◆ **Soal Latihan A**
Tuliskan semua kabupaten yang disebut namanya dalam berita tentang PETI di Sungai Batang Hari.
◆ **Soal Latihan B**
Salin kata demi kata bagian dari berita tentang PETI di Sungai Batang Hari. Mulai dari bagian yang memuat "Sebaiknya Pemkab setempat", lalu berhenti setelah "dengan tata ruang.".

◆ **Teks Bacaan**
• • •

Marak PETI Dihulu Sungai Batang Hari Berdampak Pada Lingkungan Hidup Dan Dipertanyakan Oleh Tokoh Masyarakat Hilir Sungai Batang Hari Seperti Kabupaten Dharmasraya Dan Tebo

IMG-20241111-WA0001

Dharmasraya Sumatera Barat, FajarNews

Pemerintah Kabupaten Dharmasraya bersama dinas lingkungan hidup menyoalkan Maslah dampak lingkungan oleh penambang ilegal di hulu Sungai Batang Hari seperti di Solok Selatan yang marak terjadi saat ini.

Penegak hukum didaerah hulu Sungai Batang Hari tempatnya kabupaten Solok Selatan didugah lamban untuk menindak para pelaku tambang ilegal tersebut. Bisa didugah juga ada permainan tutup mata seperti petak umpet.
Pertambangan tanpa izin (PETI) yang marak terjadi di daerah tersebut baik yang di lakukan secara manual maupun menggunakan alat berat excavator khususnya pertambangan emas secara ilegal.

” Aktifitas PETI merupakan tindakan kriminal yang berdampak terhadap kerusakan ekosistem sungai mau pun darat yang berdampak terhadap kehidupan masyarakat secara luas,” kata Kepala Dinas Lingkungan Hidup kabupaten Dharmasraya , saat dikonfirmasi diruang kerjanya,Selasa (12/11/24).

Disampaikan oleh LSM ACIA Darwin.ST.Basa,SH sebagai direktur eksekutif ormas tersebut, bila melihat kondisi alam yang ada saat ini hati serasa hancur, penambangan emas tidak hanya dilakukan di sungai bahkan didarat, semua aktivitas ilegal itu merusak ekosistem, padahal Kabupaten Solok Selatan dikenal sebagai Kabupaten Konservasi.
Salah satunya Sungai Batang Hari dan pesisir Sungai Batang Hari adalah hutan konservasi, sekarang air Sungai Batang Hari tidak dapat di konsumsi karena keruh dan sulit untuk mendapatkan ikan,bahkan ikan tersebut juga diragukan bila dikonsumsi karena sudah tercemar.

” Jangan jadi alasan pertimbangan “perut” sehingga aktifitas PETI dibiarkan, selama ini masyarakat Hulu Sungai Batang Hari bisa hidup tanpa bergantung dengan PETI,” ucap dia.
Dikatakan Direktur LSM ACIA, apabila masyarakat ingin melakukan pekerjaan tambang emas mestinya mengurus perizinan sehingga aktivitas pertambangan sesuai aturan berlaku.

Sebaiknya Pemkab setempat seperti Badan Perencanaan Pembangunan Daerah (BAPPEDA) Kabupaten Solok Selatan harus menentukan Tata ruang agar upaya aktivitas PETI tidak semakin meluas dengan mendorong Wilayah tambang rakyat (WPR) sesuai dengan tata ruang.

“Untuk proses keluarnya izin WPR perlu di lakukan kajian ekonomi dan lingkungan dan untuk Kecamatan Sangir yang rawan sekarang oleh PETI harus dapat perhatian khusus oleh Pemkab tersebut ” Tutupnya.

• • •

◆ **Daftar Data**
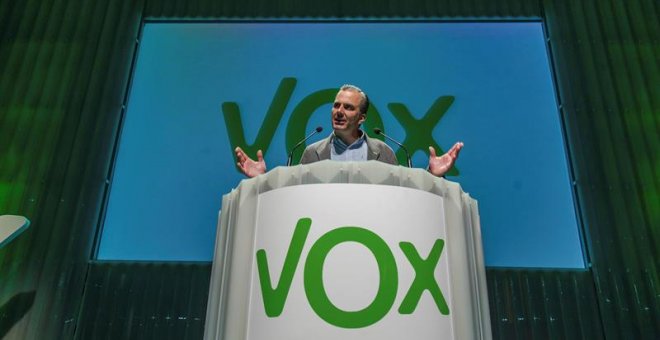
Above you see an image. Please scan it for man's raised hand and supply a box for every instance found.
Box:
[234,146,266,178]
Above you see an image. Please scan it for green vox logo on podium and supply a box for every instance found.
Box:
[256,218,449,328]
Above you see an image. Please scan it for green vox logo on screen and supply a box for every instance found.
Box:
[222,78,459,176]
[257,218,449,328]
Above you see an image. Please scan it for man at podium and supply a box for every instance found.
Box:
[235,85,463,177]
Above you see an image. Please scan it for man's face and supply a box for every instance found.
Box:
[332,91,366,134]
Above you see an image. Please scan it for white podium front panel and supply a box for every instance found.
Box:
[247,184,460,340]
[204,161,491,340]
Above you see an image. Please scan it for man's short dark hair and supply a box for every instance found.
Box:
[339,84,369,115]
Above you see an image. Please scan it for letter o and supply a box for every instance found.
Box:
[304,227,399,328]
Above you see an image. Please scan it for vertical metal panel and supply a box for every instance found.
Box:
[0,0,141,339]
[487,269,603,339]
[544,0,660,339]
[76,262,211,340]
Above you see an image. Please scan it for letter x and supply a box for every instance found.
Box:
[399,239,449,315]
[387,96,458,176]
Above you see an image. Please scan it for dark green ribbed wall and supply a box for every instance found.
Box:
[0,0,660,339]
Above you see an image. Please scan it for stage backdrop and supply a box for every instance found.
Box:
[98,22,584,268]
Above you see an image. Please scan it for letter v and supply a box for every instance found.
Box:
[257,218,312,318]
[222,78,296,157]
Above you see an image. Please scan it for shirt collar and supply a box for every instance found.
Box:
[332,129,367,154]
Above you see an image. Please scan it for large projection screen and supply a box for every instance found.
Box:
[97,22,584,268]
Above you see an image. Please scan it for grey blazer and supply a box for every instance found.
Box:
[300,135,399,165]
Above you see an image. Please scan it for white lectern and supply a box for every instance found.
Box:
[204,161,491,340]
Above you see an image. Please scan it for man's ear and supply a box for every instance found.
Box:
[358,113,367,124]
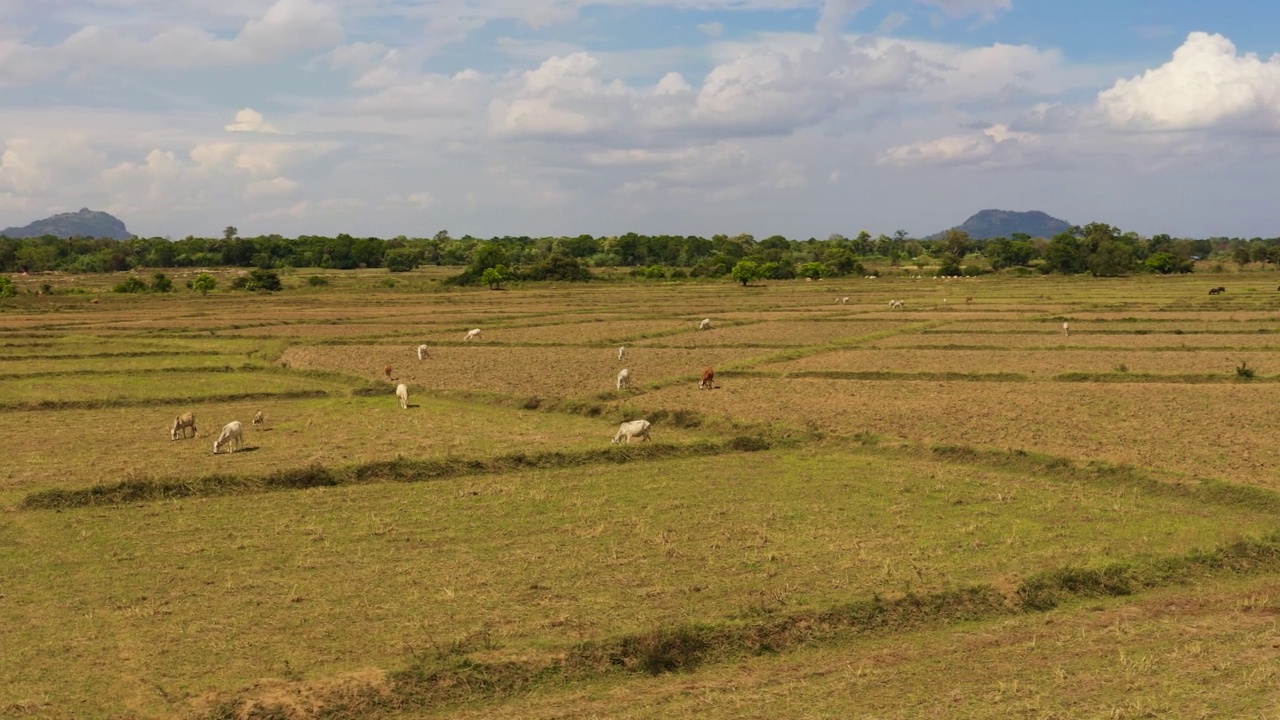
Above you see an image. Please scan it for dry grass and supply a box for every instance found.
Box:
[282,345,751,397]
[764,347,1280,379]
[0,268,1280,717]
[639,378,1280,487]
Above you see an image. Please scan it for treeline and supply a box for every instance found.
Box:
[0,223,1280,279]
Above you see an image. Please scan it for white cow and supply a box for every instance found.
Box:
[613,420,652,445]
[169,413,196,439]
[214,420,244,455]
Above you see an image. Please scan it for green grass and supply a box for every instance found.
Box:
[0,448,1274,715]
[0,268,1280,719]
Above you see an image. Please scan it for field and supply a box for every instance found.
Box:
[0,270,1280,719]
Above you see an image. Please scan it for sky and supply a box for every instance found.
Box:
[0,0,1280,238]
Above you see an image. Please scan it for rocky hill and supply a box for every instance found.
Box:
[932,210,1071,240]
[0,208,133,240]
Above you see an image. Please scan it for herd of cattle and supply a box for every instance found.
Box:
[169,318,719,455]
[169,281,1172,455]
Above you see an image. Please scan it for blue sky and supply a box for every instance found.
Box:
[0,0,1280,238]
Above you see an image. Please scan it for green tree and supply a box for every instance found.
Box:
[1088,240,1134,278]
[232,269,284,292]
[799,263,827,281]
[191,273,218,295]
[1143,252,1194,275]
[480,265,509,290]
[730,260,760,287]
[1041,232,1088,275]
[111,275,148,292]
[383,247,421,273]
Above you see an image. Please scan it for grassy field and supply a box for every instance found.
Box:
[0,269,1280,719]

• • •

◆ **Jawaban Lengkap A**
Dharmasraya, Tebo, Solok Selatan

◆ **Jawaban Lengkap B**
Sebaiknya Pemkab setempat seperti Badan Perencanaan Pembangunan Daerah (BAPPEDA) Kabupaten Solok Selatan harus menentukan Tata ruang agar upaya aktivitas PETI tidak semakin meluas dengan mendorong Wilayah tambang rakyat (WPR) sesuai dengan tata ruang.